* **WHAT TO DO**
A faithful transcription of all the records is required.

○ ○ ○ ○ ○

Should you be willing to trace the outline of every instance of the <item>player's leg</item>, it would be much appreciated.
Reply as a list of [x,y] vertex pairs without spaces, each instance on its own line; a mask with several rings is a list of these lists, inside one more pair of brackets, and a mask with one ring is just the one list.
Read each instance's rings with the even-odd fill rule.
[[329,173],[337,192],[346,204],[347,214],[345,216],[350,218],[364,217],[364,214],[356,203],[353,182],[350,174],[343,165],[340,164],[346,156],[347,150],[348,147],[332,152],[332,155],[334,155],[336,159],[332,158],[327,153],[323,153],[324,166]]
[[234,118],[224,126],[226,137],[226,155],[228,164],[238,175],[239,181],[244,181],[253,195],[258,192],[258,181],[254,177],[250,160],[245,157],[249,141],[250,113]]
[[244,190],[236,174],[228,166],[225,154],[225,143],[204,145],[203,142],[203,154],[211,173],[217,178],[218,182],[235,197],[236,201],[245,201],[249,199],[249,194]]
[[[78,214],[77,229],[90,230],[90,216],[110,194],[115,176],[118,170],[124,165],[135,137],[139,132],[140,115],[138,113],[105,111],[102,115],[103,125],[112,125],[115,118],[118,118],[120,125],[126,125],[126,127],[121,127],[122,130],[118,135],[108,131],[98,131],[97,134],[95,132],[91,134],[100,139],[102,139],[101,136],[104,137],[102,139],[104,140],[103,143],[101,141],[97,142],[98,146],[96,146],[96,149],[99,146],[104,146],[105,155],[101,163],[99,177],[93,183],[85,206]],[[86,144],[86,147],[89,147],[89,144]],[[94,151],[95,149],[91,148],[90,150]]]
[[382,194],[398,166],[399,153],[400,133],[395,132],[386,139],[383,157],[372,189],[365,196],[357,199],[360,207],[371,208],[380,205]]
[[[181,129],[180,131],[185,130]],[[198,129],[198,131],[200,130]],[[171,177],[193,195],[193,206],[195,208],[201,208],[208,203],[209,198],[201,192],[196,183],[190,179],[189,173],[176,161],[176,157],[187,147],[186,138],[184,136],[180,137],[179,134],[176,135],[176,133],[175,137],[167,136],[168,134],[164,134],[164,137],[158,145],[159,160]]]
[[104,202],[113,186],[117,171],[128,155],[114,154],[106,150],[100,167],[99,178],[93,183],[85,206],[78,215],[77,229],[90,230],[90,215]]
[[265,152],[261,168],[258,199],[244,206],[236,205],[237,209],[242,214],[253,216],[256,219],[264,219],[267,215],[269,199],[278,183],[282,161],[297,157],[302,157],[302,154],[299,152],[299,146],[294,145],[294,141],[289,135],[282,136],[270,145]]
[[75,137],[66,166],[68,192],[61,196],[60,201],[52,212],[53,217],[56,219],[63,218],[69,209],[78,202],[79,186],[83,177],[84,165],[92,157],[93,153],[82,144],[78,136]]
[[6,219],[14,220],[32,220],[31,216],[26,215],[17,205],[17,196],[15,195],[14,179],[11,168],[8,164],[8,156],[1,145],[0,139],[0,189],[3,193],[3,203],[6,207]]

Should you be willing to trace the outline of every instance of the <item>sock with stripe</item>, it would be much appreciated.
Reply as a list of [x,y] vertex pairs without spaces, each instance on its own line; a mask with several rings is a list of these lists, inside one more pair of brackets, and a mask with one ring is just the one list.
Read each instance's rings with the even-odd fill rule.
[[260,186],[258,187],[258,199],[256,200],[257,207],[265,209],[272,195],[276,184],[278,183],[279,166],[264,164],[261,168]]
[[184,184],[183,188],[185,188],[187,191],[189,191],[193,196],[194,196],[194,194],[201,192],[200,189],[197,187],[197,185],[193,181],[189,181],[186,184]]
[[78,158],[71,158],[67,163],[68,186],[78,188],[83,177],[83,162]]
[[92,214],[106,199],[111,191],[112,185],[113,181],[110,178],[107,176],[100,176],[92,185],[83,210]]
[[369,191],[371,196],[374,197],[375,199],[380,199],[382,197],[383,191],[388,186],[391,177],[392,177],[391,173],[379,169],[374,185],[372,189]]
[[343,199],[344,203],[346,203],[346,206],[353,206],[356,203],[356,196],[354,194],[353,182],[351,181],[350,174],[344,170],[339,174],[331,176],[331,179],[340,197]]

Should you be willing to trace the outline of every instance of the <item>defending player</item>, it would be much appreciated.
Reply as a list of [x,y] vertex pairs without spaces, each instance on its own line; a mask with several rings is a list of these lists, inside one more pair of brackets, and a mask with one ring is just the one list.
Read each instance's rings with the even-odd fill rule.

○ ○ ○ ○ ○

* **TASK ANSWER**
Should you be willing to trace the outline of every instance of the <item>player's leg</item>, it would be much appreciated.
Reply as a list of [x,y] vertex pairs without spaces, each instance on its own line; a mask with several rings is a list of these lists, inside one more pair of brackets, and a mask with one ring is just the one list.
Read each instance's rings with the even-odd fill rule.
[[329,173],[337,192],[346,204],[347,214],[345,216],[350,218],[364,217],[364,214],[356,203],[353,182],[350,174],[343,165],[340,164],[346,156],[347,150],[348,147],[332,152],[332,155],[334,155],[336,159],[332,158],[327,153],[323,153],[324,166]]
[[234,118],[224,126],[226,137],[226,155],[228,164],[238,175],[239,181],[244,181],[253,195],[258,192],[258,181],[254,177],[250,160],[245,157],[249,141],[250,113]]
[[244,190],[236,174],[228,166],[225,154],[225,143],[204,145],[203,142],[203,154],[211,173],[217,178],[218,182],[235,197],[236,201],[245,201],[249,199],[249,194]]
[[[78,214],[77,229],[90,230],[90,216],[110,194],[115,176],[118,170],[124,165],[135,137],[139,132],[140,115],[138,113],[105,111],[102,115],[103,125],[112,125],[115,118],[118,118],[120,125],[126,125],[126,127],[121,127],[122,130],[118,135],[108,131],[98,131],[97,134],[95,132],[91,134],[100,139],[102,139],[101,136],[104,137],[102,139],[104,140],[103,143],[101,141],[97,142],[98,146],[96,146],[96,149],[99,146],[104,146],[105,155],[101,163],[99,177],[93,183],[85,206]],[[86,144],[86,147],[89,147],[89,144]],[[94,151],[95,149],[91,148],[90,150]]]
[[382,194],[398,166],[399,153],[400,133],[395,132],[386,139],[383,157],[372,189],[365,196],[357,199],[360,207],[371,208],[380,205]]
[[[181,129],[180,131],[185,130]],[[198,129],[198,131],[200,130]],[[171,177],[193,195],[193,206],[195,208],[201,208],[208,203],[209,198],[201,192],[196,183],[190,179],[189,173],[176,161],[176,157],[187,147],[186,138],[184,136],[180,137],[179,134],[176,135],[176,133],[175,137],[167,136],[168,134],[164,134],[164,137],[158,145],[159,160]]]
[[104,202],[113,186],[117,171],[128,155],[114,154],[106,150],[100,167],[99,178],[93,183],[85,206],[78,215],[77,229],[90,230],[90,215]]
[[265,152],[261,168],[258,199],[244,206],[236,205],[237,209],[242,214],[253,216],[256,219],[264,219],[267,215],[269,199],[278,183],[282,161],[297,157],[302,157],[302,154],[299,152],[299,146],[294,145],[294,141],[289,135],[282,136],[270,145]]
[[75,137],[66,166],[68,192],[61,196],[60,201],[52,212],[53,217],[56,219],[63,218],[69,209],[78,202],[79,186],[83,177],[84,165],[92,157],[93,153],[82,144],[78,136]]
[[6,219],[14,220],[32,220],[31,216],[26,215],[17,205],[17,196],[15,195],[14,179],[11,168],[8,164],[8,156],[1,145],[0,139],[0,189],[3,193],[3,203],[6,207]]

Should you be willing to trace the outline of every instance of the <item>sock with stripe</item>, it would be much appreciated.
Reply as a list of [x,y] vertex pairs without spaces, each instance on its own line; a mask with several rings is a list of these lists, inside one more pair of brackets, and a mask with one ring is just the one list.
Read each instance's rings with the even-odd fill rule.
[[260,186],[258,187],[258,199],[256,200],[257,207],[265,209],[272,195],[276,184],[278,183],[279,166],[264,164],[261,168]]
[[184,184],[183,188],[185,188],[187,191],[189,191],[193,196],[194,196],[194,194],[201,192],[200,189],[197,187],[197,185],[193,181],[189,181],[186,184]]
[[78,158],[71,158],[67,163],[68,186],[78,188],[83,177],[83,162]]
[[92,214],[106,199],[111,191],[112,185],[113,181],[110,178],[107,176],[100,176],[92,185],[83,210]]
[[369,191],[371,196],[374,197],[375,199],[380,199],[382,197],[383,191],[388,186],[391,177],[392,177],[391,173],[379,169],[374,185],[372,189]]
[[343,199],[344,203],[346,203],[346,206],[353,206],[356,203],[356,196],[354,194],[353,182],[351,181],[350,174],[344,170],[339,174],[331,176],[331,179],[340,197]]

Should you be willing to trace the outline of every instance of the <item>defending player</item>, it would be much appreciated.
Reply as a list of [x,y] vertex pairs without spaces, each instance on its own line; a mask with several rings is a list of these lists, inside one more pair of brackets, and a mask with one ring is just the one list.
Read each instance's rings with the even-odd fill rule.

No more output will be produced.